- Text segment
· · ·

She released her self-titled debut album in 1999 which debuted at number one on the US Billboard 200 gaining the singles "Genie in a Bottle", "What a Girl Wants" and "Come On Over Baby (All I Want Is You)" which all topped the US Billboard Hot 100. "Genie in a Bottle" became Aguilera's early signature song, peaking atop the chart for five weeks. She followed up this success with Spanish language and Christmas albums, Mi Reflejo (2000) and My Kind of Christmas (2000) respectively, garnering success with various songs including "Ven Conmigo (Solamente Tú)" which topped the US Hot Latin Songs chart and "The Christmas Song" which reached top 20 on the Hot 100, marking the second highest charting position of the song on the chart in 55 years. In 2001, she recorded two collaborations, "Nobody Wants to Be Lonely" with Ricky Martin and "Lady Marmalade" with Mýa, Lil' Kim and Pink. The latter found international success, peaking at number one on the Hot 100 for five consecutive weeks.

Aguilera released her fourth studio album, Stripped (2002), which debuted at number two on the US Billboard 200 and spawned the single "Beautiful", which peaked at number two on the Hot 100 and number one in the UK. The album has gone on to become one of the best-selling albums of the 21st century. She followed this up with her dual disc fifth studio album, Back to Basics (2006), which found commercial success and debuted atop the Billboard 200. The album garnered the top-ten Hot 100 single "Ain't No Other Man" and top-30 singles "Hurt" and "Candyman". Aguilera released her first greatest hits album, Keeps Gettin' Better: A Decade of Hits (2008) alongside the single "Keeps Gettin' Better," which debuted at number seven on the Hot 100, marking her highest debut on the chart. During these years, she also released the singles "Car Wash", "Tilt Ya Head Back" and "Tell Me".

· · ·

- Data listing

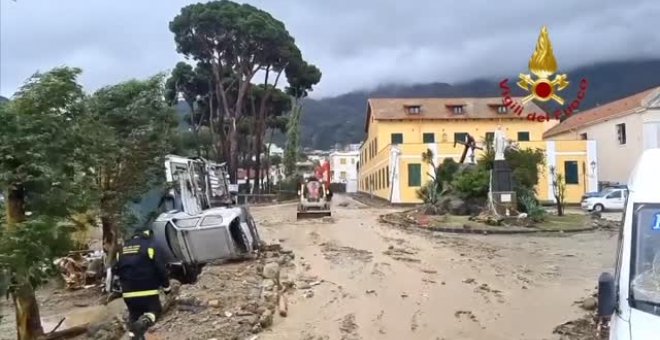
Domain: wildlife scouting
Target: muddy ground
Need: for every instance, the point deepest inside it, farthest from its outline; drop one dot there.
(353, 278)
(386, 283)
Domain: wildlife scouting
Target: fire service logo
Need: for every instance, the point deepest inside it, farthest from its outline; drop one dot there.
(541, 85)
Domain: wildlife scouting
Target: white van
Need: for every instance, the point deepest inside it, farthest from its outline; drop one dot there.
(630, 300)
(609, 199)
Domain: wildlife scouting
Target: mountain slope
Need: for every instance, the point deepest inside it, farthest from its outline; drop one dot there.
(341, 119)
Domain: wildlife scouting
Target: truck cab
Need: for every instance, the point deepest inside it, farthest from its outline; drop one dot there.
(629, 299)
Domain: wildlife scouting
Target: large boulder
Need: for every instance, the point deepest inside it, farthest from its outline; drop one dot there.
(455, 205)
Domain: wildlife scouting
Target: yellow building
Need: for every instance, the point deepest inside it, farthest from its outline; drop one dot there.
(400, 130)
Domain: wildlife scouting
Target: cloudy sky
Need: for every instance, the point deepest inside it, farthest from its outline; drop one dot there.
(357, 44)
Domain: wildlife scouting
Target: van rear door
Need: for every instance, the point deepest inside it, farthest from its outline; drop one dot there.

· · ·

- Tasks and exercises
a. Using the Aguilera text, explain in one or two sentences what makes the 2008 single "Keeps Gettin' Better" notable on the Hot 100.
b. Summarize the Aguilera text in two sentences.
c. Rewrite the paragraph of the Aguilera text beginning "Aguilera released her fourth studio album" as a bulleted list, keeping its main facts.
The items that come after the Aguilera text are separate material.

- Task results
a. "Keeps Gettin' Better" debuted at number seven on the Hot 100. That was Aguilera's highest debut on the chart.

b. Aguilera's 1999 debut album went to number one on the Billboard 200 with three Hot 100 number-one singles. She followed it with Spanish-language and Christmas albums, collaborations such as the five-week number one "Lady Marmalade," the albums Stripped and Back to Basics, and a 2008 greatest hits album.

c.
- Stripped (2002), her fourth studio album, debuted at number two on the US Billboard 200 and became one of the best-selling albums of the 21st century.
- Its single "Beautiful" peaked at number two on the Hot 100 and number one in the UK.
- Back to Basics (2006), her dual disc fifth studio album, debuted atop the Billboard 200.
- That album produced the top-ten Hot 100 single "Ain't No Other Man" and the top-30 singles "Hurt" and "Candyman."
- Keeps Gettin' Better: A Decade of Hits (2008) was her first greatest hits album.
- Its title single debuted at number seven on the Hot 100, her highest debut on that chart.
- During these years she also released the singles "Car Wash," "Tilt Ya Head Back," and "Tell Me."